ACTION ITEM: Set down the complete data exactly as it appears below.

DATA FOR PROCESSING:
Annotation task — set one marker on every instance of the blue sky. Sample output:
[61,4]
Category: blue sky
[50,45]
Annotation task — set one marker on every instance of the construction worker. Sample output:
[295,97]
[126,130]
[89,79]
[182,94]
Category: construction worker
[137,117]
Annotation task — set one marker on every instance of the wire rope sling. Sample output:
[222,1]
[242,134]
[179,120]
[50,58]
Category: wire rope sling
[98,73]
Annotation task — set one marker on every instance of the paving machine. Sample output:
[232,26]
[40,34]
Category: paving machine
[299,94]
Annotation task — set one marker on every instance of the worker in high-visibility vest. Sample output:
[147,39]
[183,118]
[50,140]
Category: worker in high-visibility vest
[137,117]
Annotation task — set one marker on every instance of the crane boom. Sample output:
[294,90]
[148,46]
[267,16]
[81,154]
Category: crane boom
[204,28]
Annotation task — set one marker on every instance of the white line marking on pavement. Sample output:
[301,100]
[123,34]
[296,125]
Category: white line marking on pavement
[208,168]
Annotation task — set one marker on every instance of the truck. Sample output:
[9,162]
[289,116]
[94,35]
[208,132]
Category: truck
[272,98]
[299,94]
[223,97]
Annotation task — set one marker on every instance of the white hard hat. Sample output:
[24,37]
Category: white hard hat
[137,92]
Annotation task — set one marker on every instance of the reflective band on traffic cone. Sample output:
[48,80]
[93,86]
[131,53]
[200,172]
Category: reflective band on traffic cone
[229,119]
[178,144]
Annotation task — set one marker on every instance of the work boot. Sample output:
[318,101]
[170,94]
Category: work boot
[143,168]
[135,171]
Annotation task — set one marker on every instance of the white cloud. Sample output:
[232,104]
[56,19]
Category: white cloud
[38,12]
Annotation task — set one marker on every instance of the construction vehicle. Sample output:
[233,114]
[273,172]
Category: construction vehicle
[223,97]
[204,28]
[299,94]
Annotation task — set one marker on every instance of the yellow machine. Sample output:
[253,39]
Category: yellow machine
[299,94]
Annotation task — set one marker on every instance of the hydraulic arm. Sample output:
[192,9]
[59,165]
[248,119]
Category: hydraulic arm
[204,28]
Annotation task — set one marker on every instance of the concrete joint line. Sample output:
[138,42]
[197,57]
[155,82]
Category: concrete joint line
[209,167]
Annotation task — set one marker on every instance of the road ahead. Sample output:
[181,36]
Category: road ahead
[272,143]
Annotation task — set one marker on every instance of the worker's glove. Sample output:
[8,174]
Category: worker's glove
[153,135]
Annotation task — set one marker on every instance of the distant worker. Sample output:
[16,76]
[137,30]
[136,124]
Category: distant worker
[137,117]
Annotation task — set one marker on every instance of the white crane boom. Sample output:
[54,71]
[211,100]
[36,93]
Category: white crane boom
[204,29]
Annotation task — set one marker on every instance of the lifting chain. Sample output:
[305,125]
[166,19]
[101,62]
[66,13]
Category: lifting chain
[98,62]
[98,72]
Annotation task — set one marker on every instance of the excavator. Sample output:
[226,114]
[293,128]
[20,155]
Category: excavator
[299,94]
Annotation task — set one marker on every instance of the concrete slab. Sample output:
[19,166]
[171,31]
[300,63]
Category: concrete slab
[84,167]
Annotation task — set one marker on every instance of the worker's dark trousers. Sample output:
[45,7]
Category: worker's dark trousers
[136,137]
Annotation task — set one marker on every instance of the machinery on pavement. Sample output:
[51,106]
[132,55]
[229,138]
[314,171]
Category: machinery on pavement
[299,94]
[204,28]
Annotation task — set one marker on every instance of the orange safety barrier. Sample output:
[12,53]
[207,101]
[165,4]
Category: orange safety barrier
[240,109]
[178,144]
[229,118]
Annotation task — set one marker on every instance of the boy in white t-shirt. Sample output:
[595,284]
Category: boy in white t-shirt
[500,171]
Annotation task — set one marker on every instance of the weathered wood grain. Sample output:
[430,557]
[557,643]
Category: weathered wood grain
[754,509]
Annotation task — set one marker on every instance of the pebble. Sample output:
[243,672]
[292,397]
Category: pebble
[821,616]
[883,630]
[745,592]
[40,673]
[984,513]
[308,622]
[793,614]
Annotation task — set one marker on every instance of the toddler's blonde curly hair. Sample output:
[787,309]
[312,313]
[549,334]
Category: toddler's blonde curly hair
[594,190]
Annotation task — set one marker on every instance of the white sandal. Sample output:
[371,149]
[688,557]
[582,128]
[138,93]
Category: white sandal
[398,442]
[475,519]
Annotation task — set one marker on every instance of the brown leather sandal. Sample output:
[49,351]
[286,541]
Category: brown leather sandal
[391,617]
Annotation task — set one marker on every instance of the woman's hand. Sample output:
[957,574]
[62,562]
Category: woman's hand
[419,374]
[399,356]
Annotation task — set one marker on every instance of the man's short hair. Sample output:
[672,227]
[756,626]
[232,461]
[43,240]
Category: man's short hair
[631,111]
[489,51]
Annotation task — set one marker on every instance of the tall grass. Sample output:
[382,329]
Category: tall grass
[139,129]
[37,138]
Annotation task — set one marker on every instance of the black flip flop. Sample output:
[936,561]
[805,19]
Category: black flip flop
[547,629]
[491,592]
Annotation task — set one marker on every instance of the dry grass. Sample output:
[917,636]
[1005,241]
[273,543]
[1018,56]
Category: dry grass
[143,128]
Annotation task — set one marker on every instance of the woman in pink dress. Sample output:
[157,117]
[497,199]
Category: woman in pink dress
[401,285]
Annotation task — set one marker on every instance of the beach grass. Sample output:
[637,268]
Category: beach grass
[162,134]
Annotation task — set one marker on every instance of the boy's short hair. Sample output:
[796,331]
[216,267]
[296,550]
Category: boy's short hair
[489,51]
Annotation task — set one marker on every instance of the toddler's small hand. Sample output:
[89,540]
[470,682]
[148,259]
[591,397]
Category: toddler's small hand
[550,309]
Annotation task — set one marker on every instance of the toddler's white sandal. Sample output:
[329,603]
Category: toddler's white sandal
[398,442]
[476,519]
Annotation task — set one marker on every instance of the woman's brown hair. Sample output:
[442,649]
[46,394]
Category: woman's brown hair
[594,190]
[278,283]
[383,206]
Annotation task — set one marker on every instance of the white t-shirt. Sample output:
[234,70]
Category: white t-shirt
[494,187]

EXERCISE OUTPUT:
Annotation task — set one marker on every instance of the blue sky. Sample output:
[61,4]
Category: blue sky
[50,45]
Annotation task — set one marker on every instance of the construction worker. Sample output:
[295,97]
[126,130]
[89,79]
[182,94]
Category: construction worker
[137,117]
Annotation task — set one marker on every instance of the wire rope sling. Sample output:
[222,1]
[242,134]
[179,120]
[50,58]
Category: wire rope sling
[98,73]
Annotation task — set one marker on every instance of the paving machine. Sample output:
[232,26]
[40,34]
Category: paving machine
[299,94]
Annotation task — set one marker on every instance of the worker in high-visibility vest. Sample output:
[147,39]
[183,118]
[50,140]
Category: worker in high-visibility vest
[137,117]
Annotation task — set one marker on every instance of the crane boom. Sample output:
[294,90]
[148,46]
[267,16]
[81,154]
Category: crane boom
[204,28]
Annotation task — set one marker on every instance of the white line marking on pavement. Sample output:
[301,100]
[123,34]
[296,125]
Category: white line marking on pavement
[208,168]
Annotation task — set one marker on every instance of the truck. Sample output:
[9,162]
[289,116]
[94,35]
[208,132]
Category: truck
[272,98]
[299,94]
[223,97]
Annotation task — set one marker on every instance of the white hard hat. Sample output:
[24,37]
Category: white hard hat
[137,92]
Annotation task — set one marker on every instance of the reflective band on traffic cone. Sample output:
[48,80]
[93,86]
[131,53]
[200,172]
Category: reflective band on traffic cone
[229,119]
[178,144]
Annotation task — set one marker on every instance of the work boot. Sample output:
[318,101]
[170,94]
Category: work boot
[143,168]
[135,171]
Annotation task — set one marker on every instance of the white cloud. Sample output:
[232,104]
[56,19]
Category: white cloud
[38,12]
Annotation task — set one marker on every instance of the construction vehicle. Sample output:
[233,114]
[273,172]
Category: construction vehicle
[223,97]
[204,28]
[299,94]
Annotation task — set one marker on every instance of the yellow machine. Sample output:
[253,39]
Category: yellow machine
[299,94]
Annotation task — set one marker on every instance of the hydraulic arm. Sample output:
[192,9]
[59,165]
[248,119]
Category: hydraulic arm
[204,28]
Annotation task — set one marker on every instance of the concrete joint line. Sample output:
[138,42]
[197,57]
[155,82]
Category: concrete joint line
[209,167]
Annotation task — set one marker on every instance of the road ahead. Sample output:
[181,36]
Category: road ahead
[272,143]
Annotation task — set one marker on every instance of the worker's glove. Sample output:
[8,174]
Category: worker's glove
[153,135]
Annotation task — set one marker on every instance of the distant worker. Sample output:
[16,76]
[137,30]
[136,124]
Category: distant worker
[137,117]
Annotation task — set one marker on every instance of the white crane boom. Sample output:
[54,71]
[211,100]
[36,93]
Category: white crane boom
[204,29]
Annotation task — set one marker on every instance of the lifting chain. Sample output:
[305,125]
[166,19]
[101,62]
[66,13]
Category: lifting chain
[98,62]
[98,72]
Annotation task — set one marker on every instance of the excavator. Sample output:
[226,114]
[293,128]
[20,155]
Category: excavator
[299,94]
Annotation task — set one marker on every instance of the concrete slab. Sample output:
[19,166]
[171,31]
[300,63]
Category: concrete slab
[84,167]
Annotation task — set one marker on every instance of the worker's dark trousers. Sample output:
[45,7]
Category: worker's dark trousers
[136,137]
Annotation task — set one marker on every instance of the machinery on pavement. Sample output:
[51,106]
[132,55]
[229,138]
[314,171]
Category: machinery on pavement
[299,94]
[204,28]
Annotation task — set one marker on every instance of the orange safety barrier. Sample output:
[12,53]
[207,101]
[165,4]
Category: orange safety barrier
[240,109]
[178,144]
[229,118]
Annotation task — set one marker on every instance of the boy in white t-shirt. Sample output:
[595,284]
Category: boy in white t-shirt
[500,171]
Annotation task — set one marker on every instance of the weathered wood grain. Sample output:
[430,557]
[557,643]
Category: weathered wood grain
[754,509]
Annotation task — set one marker on every instance of the pebble. Sample output:
[243,672]
[292,397]
Category: pebble
[821,616]
[883,630]
[745,592]
[40,673]
[984,513]
[308,622]
[793,614]
Annotation task — set one marker on every instance of the toddler's blonde curly hair. Sample output:
[787,309]
[312,313]
[549,334]
Category: toddler's blonde curly hair
[594,190]
Annotation task — set one marker on every instance of the white sandal. Sample output:
[371,149]
[688,557]
[582,128]
[138,93]
Category: white sandal
[398,442]
[475,519]
Annotation task — set one marker on every instance of the brown leather sandal. Sample output:
[49,351]
[286,541]
Category: brown leather sandal
[391,617]
Annotation task — set one marker on every instance of the woman's hand. Sample output:
[957,574]
[62,562]
Category: woman's hand
[419,374]
[399,356]
Annotation task — set one marker on every instance of the man's short hair. Sample output:
[672,227]
[756,626]
[232,461]
[43,240]
Category: man's short hair
[631,111]
[489,51]
Annotation task — set one marker on every instance of the tall grass. Sample output:
[382,329]
Category: tall grass
[139,129]
[37,138]
Annotation task — set one marker on every instance of the black flip flop. Sample output:
[936,561]
[805,19]
Category: black flip flop
[547,629]
[491,592]
Annotation task — set one marker on every instance of the dry grass. Sample output:
[917,636]
[1005,241]
[273,543]
[1018,56]
Category: dry grass
[143,128]
Annotation task — set one marker on every instance of the woman in pink dress. Sample output:
[157,117]
[497,199]
Category: woman in pink dress
[401,285]
Annotation task — set one marker on every instance of the beach grass. Sample output:
[637,268]
Category: beach grass
[162,134]
Annotation task — set one marker on every instance of the boy's short hair. Sample output:
[796,331]
[216,267]
[296,550]
Category: boy's short hair
[489,51]
Annotation task — set one marker on every instance of the toddler's small hand. Sample output:
[89,540]
[470,682]
[148,259]
[591,397]
Category: toddler's small hand
[550,309]
Annotation task — set one marker on every instance of the toddler's white sandal. Sample output:
[329,603]
Category: toddler's white sandal
[398,442]
[476,519]
Annotation task — set one marker on every instance of the woman's brown hair. Sample output:
[442,649]
[46,394]
Category: woman's brown hair
[594,190]
[278,283]
[383,206]
Annotation task — set one marker on every instance of the white t-shirt. Sample output:
[234,70]
Category: white t-shirt
[494,187]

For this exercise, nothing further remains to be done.